[start of Entries provided]
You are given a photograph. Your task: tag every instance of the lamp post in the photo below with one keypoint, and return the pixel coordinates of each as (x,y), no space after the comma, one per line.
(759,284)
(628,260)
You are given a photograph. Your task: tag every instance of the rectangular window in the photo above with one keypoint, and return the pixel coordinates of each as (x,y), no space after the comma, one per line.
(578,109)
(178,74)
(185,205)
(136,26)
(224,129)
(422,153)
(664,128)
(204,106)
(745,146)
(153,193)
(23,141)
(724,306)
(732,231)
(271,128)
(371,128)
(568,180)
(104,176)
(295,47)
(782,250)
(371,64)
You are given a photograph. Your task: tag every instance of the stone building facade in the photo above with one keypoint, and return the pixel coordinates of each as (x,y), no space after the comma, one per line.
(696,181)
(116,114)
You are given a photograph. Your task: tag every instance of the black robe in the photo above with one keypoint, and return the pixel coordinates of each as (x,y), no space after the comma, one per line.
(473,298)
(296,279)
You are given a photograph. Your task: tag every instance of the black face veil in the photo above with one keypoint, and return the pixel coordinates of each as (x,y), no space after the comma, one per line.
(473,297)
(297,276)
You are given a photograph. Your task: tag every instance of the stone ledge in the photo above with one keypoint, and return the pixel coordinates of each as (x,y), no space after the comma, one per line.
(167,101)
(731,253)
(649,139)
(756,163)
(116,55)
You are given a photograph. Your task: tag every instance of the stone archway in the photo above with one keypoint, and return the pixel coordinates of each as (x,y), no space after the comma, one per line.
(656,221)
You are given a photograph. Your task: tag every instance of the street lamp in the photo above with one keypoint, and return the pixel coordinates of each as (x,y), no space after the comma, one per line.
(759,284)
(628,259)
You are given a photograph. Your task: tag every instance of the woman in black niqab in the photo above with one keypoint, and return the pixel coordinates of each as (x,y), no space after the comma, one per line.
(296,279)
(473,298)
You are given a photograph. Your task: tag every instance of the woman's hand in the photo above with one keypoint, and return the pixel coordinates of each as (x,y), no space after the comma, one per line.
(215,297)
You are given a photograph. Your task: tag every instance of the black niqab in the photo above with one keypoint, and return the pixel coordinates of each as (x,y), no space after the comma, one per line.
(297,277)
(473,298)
[end of Entries provided]
__Set problem__: Extract the full listing and reproduce each line exactly.

__Solution to this problem__:
You are given a photograph. Your task: tag every instance of the lamp post in the photo below with one keypoint, and return the pixel coordinates of each as (x,y), no space after the comma, one per line.
(759,284)
(628,260)
You are given a photograph. Your task: tag every instance of the rectangular window in the photo above with one keypoint, and return the pixel coordinates of each as (x,y), no space after the comma, one per line.
(578,109)
(178,74)
(185,205)
(136,26)
(224,129)
(422,153)
(664,128)
(204,106)
(745,146)
(153,193)
(23,141)
(724,306)
(732,231)
(271,128)
(371,128)
(568,180)
(104,176)
(295,47)
(782,250)
(371,64)
You are given a photograph. Your task: tag every instance of the stone building facade in the photo above with one keypoint, and return the pixel coordinates of each as (x,y), no space after the comma, one per line.
(696,181)
(116,114)
You are given a photograph. Your task: tag every instance of the black robe in the photo above with one keypoint, and return the pixel coordinates of each as (x,y), no space after the comma, one per line.
(473,298)
(296,279)
You are given a photograph. Your task: tag every instance of the black face veil in the photo above with one keypoint, and return the pixel coordinates of each as (x,y), no space after the comma, one per line.
(473,297)
(297,276)
You are given a photograph. Your task: tag every instance of the stone ledge in the photo above with one keypoint, and return the pixel coordinates of each as (x,y), no space after the comma, one per line.
(167,101)
(731,253)
(649,139)
(756,163)
(116,55)
You are given a photograph. Your task: tag every instance of the stone archway in the photo above with one keypoint, and return the pixel coordinates of each as (x,y), no space after the comma, one per line.
(656,221)
You are given a photograph. Your task: tag every instance of the street lamp in the photo above with one keypoint, and return the pixel coordinates of each as (x,y), no space after the comma, one per line.
(759,284)
(628,259)
You are given a photograph. Your task: tag every instance of the woman in black niqab in the photo above with one keypoint, and return the pixel coordinates of each as (x,y), no space after the comma, one per line.
(296,279)
(473,298)
You are given a photograph. Your task: tag every instance of the woman's hand in the photo above with one keypoint, and return the pixel coordinates of each as (x,y), no space after the comma, one per line.
(215,297)
You are given a photograph. Your task: tag every instance of the black niqab in the photo above with one keypoint, and return the pixel coordinates of each as (x,y), no space after the comma, one per line.
(297,277)
(473,298)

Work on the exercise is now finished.